(Records of position annotations)
[Begin]

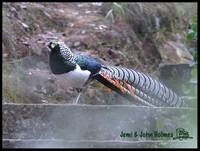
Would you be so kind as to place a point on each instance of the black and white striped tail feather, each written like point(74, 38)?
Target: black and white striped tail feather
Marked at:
point(145, 86)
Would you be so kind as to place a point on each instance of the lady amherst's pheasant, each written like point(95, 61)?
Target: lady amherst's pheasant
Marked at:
point(129, 83)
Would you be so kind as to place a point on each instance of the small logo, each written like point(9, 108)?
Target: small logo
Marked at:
point(182, 134)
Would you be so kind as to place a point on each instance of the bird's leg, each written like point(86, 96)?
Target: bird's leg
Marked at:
point(79, 94)
point(80, 91)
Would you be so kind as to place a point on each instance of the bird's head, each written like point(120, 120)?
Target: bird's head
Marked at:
point(61, 59)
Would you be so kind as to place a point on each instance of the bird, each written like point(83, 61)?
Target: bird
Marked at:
point(136, 86)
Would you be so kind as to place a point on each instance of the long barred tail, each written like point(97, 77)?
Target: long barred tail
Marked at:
point(127, 81)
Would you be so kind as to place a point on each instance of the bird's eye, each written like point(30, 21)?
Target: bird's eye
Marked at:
point(53, 45)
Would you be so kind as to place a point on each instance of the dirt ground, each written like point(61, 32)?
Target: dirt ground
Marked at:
point(28, 27)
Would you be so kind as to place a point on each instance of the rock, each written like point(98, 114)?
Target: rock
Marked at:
point(176, 52)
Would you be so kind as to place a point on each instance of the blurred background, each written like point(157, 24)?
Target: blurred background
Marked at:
point(159, 39)
point(141, 36)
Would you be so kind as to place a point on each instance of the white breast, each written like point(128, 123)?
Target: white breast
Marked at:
point(77, 77)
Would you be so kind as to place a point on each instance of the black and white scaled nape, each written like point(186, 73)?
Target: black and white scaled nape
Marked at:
point(133, 85)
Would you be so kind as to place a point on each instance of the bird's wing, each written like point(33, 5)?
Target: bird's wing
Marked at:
point(137, 85)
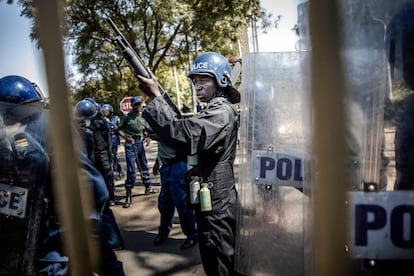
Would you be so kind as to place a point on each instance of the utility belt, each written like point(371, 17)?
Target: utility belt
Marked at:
point(170, 161)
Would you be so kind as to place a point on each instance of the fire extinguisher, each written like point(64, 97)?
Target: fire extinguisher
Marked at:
point(205, 198)
point(195, 190)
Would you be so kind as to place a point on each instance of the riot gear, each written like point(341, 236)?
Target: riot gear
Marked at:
point(19, 90)
point(85, 110)
point(135, 100)
point(216, 66)
point(107, 108)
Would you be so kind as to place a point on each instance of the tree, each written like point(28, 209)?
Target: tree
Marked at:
point(164, 33)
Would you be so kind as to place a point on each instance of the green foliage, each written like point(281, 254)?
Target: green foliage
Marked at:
point(166, 34)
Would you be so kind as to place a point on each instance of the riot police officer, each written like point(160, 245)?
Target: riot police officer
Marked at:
point(132, 129)
point(30, 232)
point(113, 120)
point(85, 114)
point(209, 137)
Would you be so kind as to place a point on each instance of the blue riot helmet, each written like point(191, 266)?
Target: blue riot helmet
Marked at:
point(107, 109)
point(85, 110)
point(135, 100)
point(218, 67)
point(16, 91)
point(19, 90)
point(97, 105)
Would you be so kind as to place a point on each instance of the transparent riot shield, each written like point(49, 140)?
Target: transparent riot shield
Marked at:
point(380, 220)
point(273, 170)
point(24, 167)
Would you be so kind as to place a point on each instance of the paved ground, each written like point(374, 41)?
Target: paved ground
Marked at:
point(139, 226)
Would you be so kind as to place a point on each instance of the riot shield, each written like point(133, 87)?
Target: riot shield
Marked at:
point(24, 167)
point(375, 36)
point(273, 170)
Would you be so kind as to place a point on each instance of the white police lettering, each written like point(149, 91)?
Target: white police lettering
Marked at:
point(277, 169)
point(200, 65)
point(380, 224)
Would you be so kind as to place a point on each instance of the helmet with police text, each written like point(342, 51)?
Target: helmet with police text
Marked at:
point(19, 90)
point(85, 110)
point(107, 109)
point(98, 106)
point(216, 66)
point(135, 100)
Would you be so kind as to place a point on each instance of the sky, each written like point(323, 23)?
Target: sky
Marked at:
point(19, 56)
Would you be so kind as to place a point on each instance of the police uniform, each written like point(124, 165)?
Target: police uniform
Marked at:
point(212, 135)
point(116, 141)
point(133, 126)
point(98, 146)
point(173, 195)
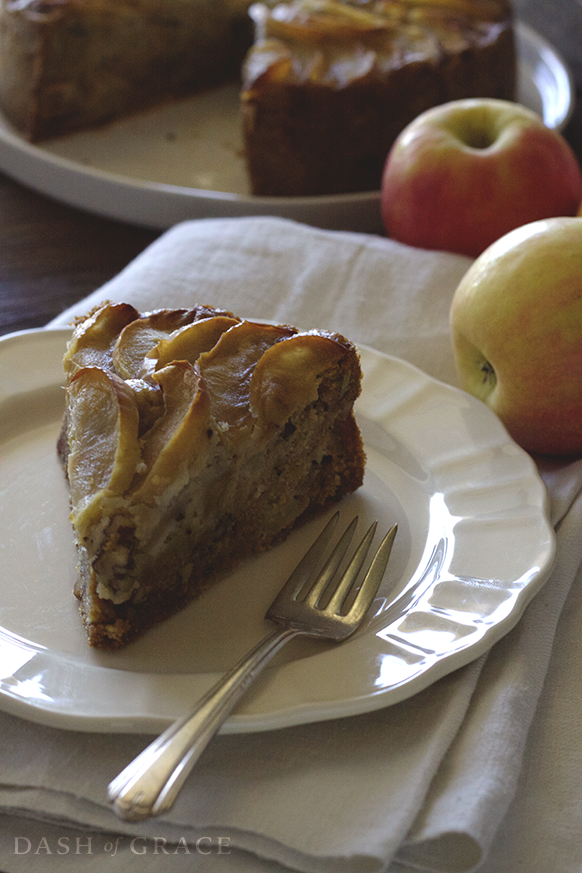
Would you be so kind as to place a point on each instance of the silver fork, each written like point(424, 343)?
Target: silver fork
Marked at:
point(149, 785)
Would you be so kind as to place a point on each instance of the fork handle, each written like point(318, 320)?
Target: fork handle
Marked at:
point(149, 785)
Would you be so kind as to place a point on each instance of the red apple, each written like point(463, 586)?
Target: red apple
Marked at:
point(465, 173)
point(516, 320)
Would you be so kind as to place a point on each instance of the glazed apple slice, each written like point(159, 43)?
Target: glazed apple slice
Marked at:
point(105, 452)
point(93, 340)
point(180, 434)
point(227, 370)
point(187, 343)
point(142, 335)
point(287, 377)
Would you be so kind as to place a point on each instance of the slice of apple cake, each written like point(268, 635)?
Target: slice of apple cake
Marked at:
point(192, 439)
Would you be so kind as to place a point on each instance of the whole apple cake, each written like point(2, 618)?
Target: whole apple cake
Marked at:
point(191, 440)
point(329, 84)
point(72, 64)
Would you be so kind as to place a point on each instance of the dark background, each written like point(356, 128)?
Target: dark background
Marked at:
point(52, 255)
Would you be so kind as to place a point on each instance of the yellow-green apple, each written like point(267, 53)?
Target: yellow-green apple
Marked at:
point(465, 173)
point(516, 320)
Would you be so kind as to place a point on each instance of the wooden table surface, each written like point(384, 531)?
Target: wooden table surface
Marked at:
point(52, 255)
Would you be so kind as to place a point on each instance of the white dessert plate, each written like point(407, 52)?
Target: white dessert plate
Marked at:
point(474, 546)
point(184, 160)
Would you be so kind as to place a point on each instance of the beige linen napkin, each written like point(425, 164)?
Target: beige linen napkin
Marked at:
point(424, 784)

[End]

What is being asked: Copy all of the lines above word for word, leaving out the pictures.

Response:
Would you be so kind as to place a point on each instance of the black and white striped tail feather, each written like point(74, 38)?
Target: black and white striped tail feather
Marked at:
point(145, 86)
Would you be so kind as to place a point on each instance of the lady amherst's pheasant, each written like point(95, 61)?
Target: lady amherst's pheasant
Marked at:
point(129, 83)
Would you be so kind as to place a point on each instance of the small logo, each written like point(9, 108)?
Target: small logo
Marked at:
point(182, 134)
Would you be so kind as to place a point on each instance of the bird's leg, each written like point(86, 96)?
Target: bird's leg
Marked at:
point(79, 94)
point(80, 91)
Would you be so kind as to place a point on each instance of the bird's head, each written like point(120, 120)?
Target: bird's head
Marked at:
point(61, 59)
Would you be so kind as to place a point on each instance of the bird, each written like point(83, 61)?
Target: bird
Marked at:
point(136, 86)
Would you be so kind as to place a point on each instance of the long barred tail, each written like point(97, 77)?
Target: long barred tail
Marked at:
point(127, 81)
Would you be so kind as to place a point on each instance of the bird's eye, each written like point(30, 21)?
Target: bird's eye
Marked at:
point(53, 45)
Would you be so kind as to place a point on each instance of the dirt ground, each written like point(61, 32)?
Target: dirt ground
Marked at:
point(28, 27)
Would you be so kind as to place a point on each instance of the rock, each written like point(98, 114)?
Target: rock
Marked at:
point(176, 52)
Would you be so kind as to place a point on each instance of the blurred background, each written like point(157, 24)?
Target: blurred background
Marked at:
point(159, 39)
point(141, 36)
Would you be so kind as to place a point on each instance of the white breast, each written like point(128, 123)?
Target: white breast
Marked at:
point(77, 77)
Would you be so kind as to place a point on each instance of the black and white scaled nape, each written like point(186, 73)?
Target: black and white scaled nape
Marked at:
point(133, 85)
Would you be so kind as to place a point on each instance of the bird's wing, each written like point(33, 5)?
Target: bird's wing
Marked at:
point(137, 85)
Would you be so kind as to place a point on each instance of the utility belt, each written like point(371, 17)?
Target: utility belt
Marked at:
point(170, 161)
Would you be so kind as to place a point on each instance of the fire extinguisher, each written like point(64, 97)?
Target: fire extinguisher
Marked at:
point(205, 198)
point(195, 190)
Would you be so kind as to place a point on each instance of the riot gear, each written like point(341, 236)?
Target: riot gear
Marked at:
point(19, 90)
point(85, 110)
point(135, 100)
point(216, 66)
point(107, 108)
Would you be so kind as to place a point on each instance of the tree, each written like point(28, 209)?
Target: tree
Marked at:
point(164, 33)
Would you be so kind as to place a point on each instance of the green foliage, each written like point(281, 254)?
Target: green foliage
Marked at:
point(166, 34)
Would you be so kind as to place a point on each instance of the riot police officer, each written like point(160, 245)?
Target: riot police officer
Marked at:
point(132, 129)
point(30, 232)
point(113, 120)
point(85, 114)
point(209, 137)
Would you be so kind as to place a point on each instance of the blue riot helmet, each written like point(191, 266)?
Target: blue riot helmet
Marked at:
point(107, 109)
point(85, 110)
point(135, 100)
point(218, 67)
point(16, 91)
point(19, 90)
point(97, 105)
Would you be so kind as to place a point on each instance of the transparent riot shield, each written like point(49, 140)?
Target: transparent riot shield
Marked at:
point(380, 220)
point(273, 170)
point(24, 167)
Would you be so kind as to place a point on each instance of the paved ground, each written like point(374, 41)?
Target: paved ground
Marked at:
point(139, 226)
Would you be so kind as to place a point on each instance of the riot shield, each written like point(133, 87)?
Target: riot shield
Marked at:
point(24, 167)
point(375, 36)
point(273, 170)
Would you be so kind as to place a point on each instance of the white police lettering, each written like point(149, 91)?
Target: white police lettering
Marked at:
point(277, 169)
point(200, 65)
point(380, 224)
Would you be so kind as to place a point on each instance of the helmet with police text, each written like point(342, 51)?
Target: helmet with police text
Marked at:
point(19, 90)
point(85, 110)
point(107, 109)
point(98, 106)
point(216, 66)
point(135, 100)
Would you be so kind as to place a point on each instance of the sky, each written like point(323, 23)?
Target: sky
Marked at:
point(19, 56)
Would you be so kind as to place a point on each instance of the police uniform, each written like point(124, 165)?
Target: police uniform
Marked at:
point(212, 135)
point(116, 141)
point(133, 126)
point(98, 146)
point(173, 195)
Would you be so kind as to place a point on each instance of the silver fork, each written like point(424, 343)?
Target: silver fork
Marked at:
point(149, 785)
Would you be so kind as to place a point on each instance of the fork handle, each written like point(318, 320)?
Target: fork handle
Marked at:
point(149, 785)
Would you be so kind as to place a point on each instance of the red apple, each written like point(463, 586)?
Target: red apple
Marked at:
point(465, 173)
point(516, 320)
Would you be so kind as to place a point on each instance of the glazed apple slice, each written like point(159, 43)?
Target: glazed apple slice
Marked at:
point(105, 452)
point(93, 340)
point(180, 434)
point(227, 370)
point(187, 343)
point(142, 335)
point(287, 377)
Would you be so kind as to place a point on each instance of the slice of apple cake, each written like point(268, 635)?
Target: slice of apple cake
Marked at:
point(192, 439)
Would you be so kind as to place a point on each instance of the whole apple cake, each written like point(2, 618)?
Target: whole apple cake
Marked at:
point(191, 440)
point(329, 84)
point(72, 64)
Would you be so kind as to place a point on each instance of the dark background, each written like point(356, 128)?
Target: dark background
Marked at:
point(52, 255)
Would you be so kind as to place a point on each instance of the yellow-green apple, each written like point(267, 53)?
Target: yellow-green apple
Marked at:
point(465, 173)
point(516, 320)
Would you be so kind as to place a point on each instance of the wooden table surface, each written like point(384, 531)?
Target: wooden table surface
Marked at:
point(52, 255)
Would you be so kind as to place a point on each instance of the white dessert plate, each written like point(407, 52)?
Target: white dessert plate
Marked at:
point(474, 546)
point(184, 160)
Would you be so kind as to place a point on each instance of the beige linen napkin, each written like point(425, 164)?
Target: beige linen napkin
Marked at:
point(424, 784)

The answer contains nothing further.